Supplied information:
· · · ·

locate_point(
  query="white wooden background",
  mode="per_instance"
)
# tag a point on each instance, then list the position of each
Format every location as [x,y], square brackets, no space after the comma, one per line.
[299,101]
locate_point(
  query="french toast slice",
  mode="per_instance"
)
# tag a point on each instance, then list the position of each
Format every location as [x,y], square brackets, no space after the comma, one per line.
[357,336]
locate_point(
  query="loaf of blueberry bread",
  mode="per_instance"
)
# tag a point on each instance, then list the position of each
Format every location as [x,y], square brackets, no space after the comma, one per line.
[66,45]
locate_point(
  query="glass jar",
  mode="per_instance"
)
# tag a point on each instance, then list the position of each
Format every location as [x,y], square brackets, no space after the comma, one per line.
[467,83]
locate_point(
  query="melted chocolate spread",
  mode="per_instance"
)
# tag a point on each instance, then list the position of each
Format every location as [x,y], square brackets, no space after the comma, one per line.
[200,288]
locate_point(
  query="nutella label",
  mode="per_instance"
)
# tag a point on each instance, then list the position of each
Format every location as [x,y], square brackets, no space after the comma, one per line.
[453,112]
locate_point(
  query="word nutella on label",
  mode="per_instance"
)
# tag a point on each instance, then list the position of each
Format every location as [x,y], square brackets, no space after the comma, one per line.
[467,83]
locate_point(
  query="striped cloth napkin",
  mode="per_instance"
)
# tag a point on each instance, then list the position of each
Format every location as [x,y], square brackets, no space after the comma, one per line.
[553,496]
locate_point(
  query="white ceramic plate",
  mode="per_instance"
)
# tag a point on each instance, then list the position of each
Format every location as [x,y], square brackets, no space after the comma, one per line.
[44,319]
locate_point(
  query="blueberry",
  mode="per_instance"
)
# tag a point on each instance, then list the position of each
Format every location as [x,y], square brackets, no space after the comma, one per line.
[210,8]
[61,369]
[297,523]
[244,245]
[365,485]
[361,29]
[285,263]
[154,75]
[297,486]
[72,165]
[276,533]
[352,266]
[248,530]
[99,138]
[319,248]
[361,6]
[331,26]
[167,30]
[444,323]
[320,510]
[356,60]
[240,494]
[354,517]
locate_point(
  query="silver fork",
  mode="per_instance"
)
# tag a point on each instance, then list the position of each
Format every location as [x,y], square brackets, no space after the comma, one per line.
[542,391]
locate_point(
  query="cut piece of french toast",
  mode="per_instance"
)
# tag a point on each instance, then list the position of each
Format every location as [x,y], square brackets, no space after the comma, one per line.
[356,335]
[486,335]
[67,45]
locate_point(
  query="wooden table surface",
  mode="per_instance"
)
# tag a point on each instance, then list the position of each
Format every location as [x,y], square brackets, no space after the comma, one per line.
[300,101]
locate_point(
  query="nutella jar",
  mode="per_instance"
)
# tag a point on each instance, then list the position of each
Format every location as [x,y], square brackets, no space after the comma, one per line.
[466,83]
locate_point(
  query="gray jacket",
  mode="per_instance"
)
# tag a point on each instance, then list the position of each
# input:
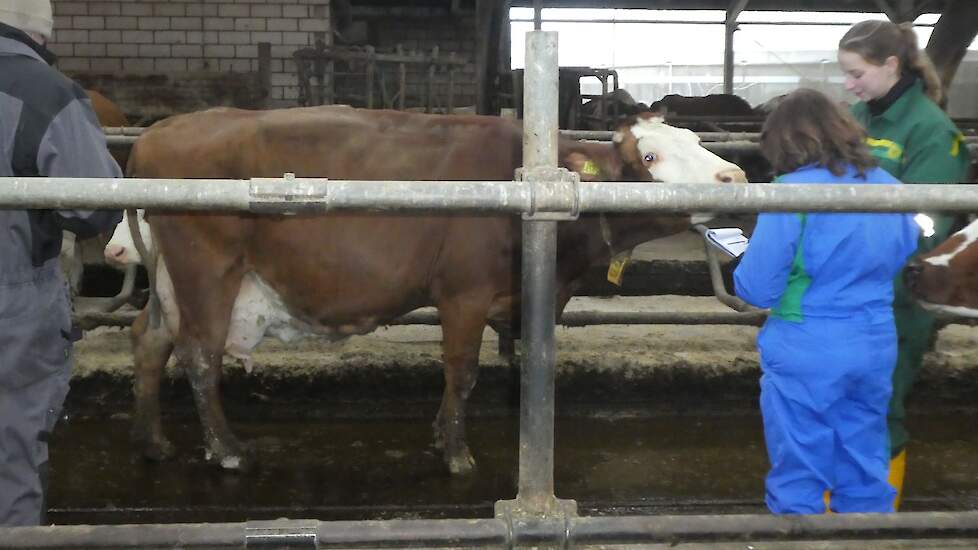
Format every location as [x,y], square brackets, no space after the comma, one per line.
[47,128]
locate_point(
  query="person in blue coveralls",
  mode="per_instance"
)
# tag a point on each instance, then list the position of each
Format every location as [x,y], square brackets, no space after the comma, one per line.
[828,348]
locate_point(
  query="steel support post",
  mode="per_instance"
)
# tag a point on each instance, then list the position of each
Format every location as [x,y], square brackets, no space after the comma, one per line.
[535,504]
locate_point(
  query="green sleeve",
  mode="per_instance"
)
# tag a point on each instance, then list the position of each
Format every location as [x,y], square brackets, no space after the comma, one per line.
[941,157]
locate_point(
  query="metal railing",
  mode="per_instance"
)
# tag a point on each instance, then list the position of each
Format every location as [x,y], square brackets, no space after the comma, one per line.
[535,517]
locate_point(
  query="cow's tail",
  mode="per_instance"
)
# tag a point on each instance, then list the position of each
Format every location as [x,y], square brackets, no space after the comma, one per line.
[151,261]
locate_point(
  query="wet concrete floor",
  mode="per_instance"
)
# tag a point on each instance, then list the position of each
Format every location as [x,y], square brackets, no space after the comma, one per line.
[380,469]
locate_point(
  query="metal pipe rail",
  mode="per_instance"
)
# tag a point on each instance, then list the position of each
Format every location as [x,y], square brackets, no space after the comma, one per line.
[295,195]
[565,532]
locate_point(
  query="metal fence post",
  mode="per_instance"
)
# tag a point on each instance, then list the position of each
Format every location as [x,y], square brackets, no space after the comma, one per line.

· · · ·

What to produce: Output the material word for word, omitting its pictures.

Response:
locate_point(
  query="white wooden background",
  mode="per_instance"
)
# tag a point on each instance, then list the position of each
Format every location as [x,y], square brackets, no space after the comma, one per line.
[299,101]
locate_point(
  query="french toast slice",
  mode="per_instance"
)
# tag a point on each instance, then list the position of each
Format every location as [x,y], square brackets, no space after the comma, one per line.
[357,336]
locate_point(
  query="loaf of blueberry bread",
  mode="per_instance"
)
# tag a point on each instance, then list the position of each
Format every location as [x,y], square brackets, no space after the comma, one per line.
[66,45]
locate_point(
  query="glass jar",
  mode="per_instance"
)
# tag a point on each instance, then list the position of each
Format every location as [x,y], square brackets, no space after the comma, one per line.
[467,83]
locate_point(
  query="melted chocolate spread",
  mode="per_instance"
)
# tag a point on each instance, then list the position of each
Format every location as [x,y], square brackets, no space after the comma, one per line.
[200,288]
locate_point(
  query="nutella label",
  mode="per_instance"
)
# tag a point on each instance, then list the position of each
Format every location as [x,y], square brackets, no space after the comma, one per line.
[453,112]
locate_point(
  query="word nutella on label",
  mode="per_instance"
)
# tag a point on each instance, then list the position of each
Format every location as [x,y], square brackets, no space after the comma, one per line.
[467,83]
locate_point(
  query="striped cloth napkin",
  mode="per_instance"
)
# tag a point on each instance, then list the position of each
Format every location as [x,y], square brackets, no space after the comma, one per line.
[553,496]
locate_point(
  query="white ceramic plate",
  mode="per_instance"
)
# tag a point on each instance, then list the position of each
Format every location as [x,y], square brackets, no space after the comma, one per line.
[44,319]
locate_point(
  query="blueberry",
  mode="per_instance"
)
# tag a point on each instance, then list the position of each
Format every location as [x,y], square brackets, no space after the comma, one per line.
[210,8]
[61,369]
[297,523]
[244,245]
[365,485]
[361,29]
[285,263]
[154,75]
[297,486]
[72,165]
[276,533]
[352,266]
[248,530]
[99,138]
[319,248]
[361,6]
[331,26]
[167,30]
[444,323]
[320,510]
[356,60]
[240,494]
[354,517]
locate_point(
  query="silver fork",
  mode="per_instance"
)
# tag a point on each instance, then list the position of each
Format every location as [x,y], square brackets, no space after the comma, one per line.
[542,391]
locate_point(
  query="cut piece of french toast",
  mode="per_instance"
)
# tag a point on each instance, then list the position of each
Format every location as [x,y], square brackets, no space after the comma, one per line.
[356,335]
[486,335]
[67,45]
locate_point(
  query="wooden table surface",
  mode="per_instance"
)
# tag a point on each instance, then list the position of each
Format every location as [x,y], square brackets, no space after the comma, one per line.
[300,101]
locate_point(
  query="nutella jar",
  mode="per_instance"
)
# tag a point on each instance, then list the position of each
Format every location as [x,y], square brackets, no space after the comma, one per line.
[466,83]
locate_point(
  query="gray jacket",
  mode="per_instance"
)
# tag a point on each instance, then list the position of each
# input:
Format every location as [x,y], square brackets, no space after the comma, one per line.
[47,128]
locate_point(
  query="person in blue coveralls",
  mode="per_instance"
)
# tag a point on each instance, then list the position of each
Format every location as [x,y], square brackets, no space after the comma, one per line.
[828,348]
locate_point(
  query="steel support post",
  mode="per_instance"
)
# tag a point on each instance, then list the position of each
Format every location as [x,y], square brackets, no space after the comma, one per line.
[535,504]
locate_point(
  query="green sleeve",
  mode="per_instance"
)
# tag a point on each instance, then list the position of each
Format every location as [x,y], square brackets, no space after the comma, one per line.
[941,157]
locate_point(
  query="metal railing",
  mode="per_instance"
)
# tag a point on each instance, then list the position of each
Format every location as [x,y], square brackets, no space after the comma, one per line.
[535,517]
locate_point(
  query="cow's tail",
  mode="per_instance"
)
# tag a point on each instance, then list the position of each
Format every location as [x,y], square brackets, no space after the comma, one per line.
[151,261]
locate_point(
  query="wet concrete floor",
  mode="per_instance"
)
# tag a point on each instance, then list the position of each
Format every location as [x,y], square brackets, no space after the comma, one per line.
[380,469]
locate_point(
  query="metal pipe rail",
  mode="per_instance"
)
# tag a point on each instance, then list the position of each
Format every location as [x,y], square brackets, no space after the comma, one per line.
[295,195]
[565,532]
locate_point(
  query="metal fence post",
  mode="per_instance"
)
# tag a point on each instance, then list the position of each
Format every location as [x,y], square brackets, no space after the comma, one per line.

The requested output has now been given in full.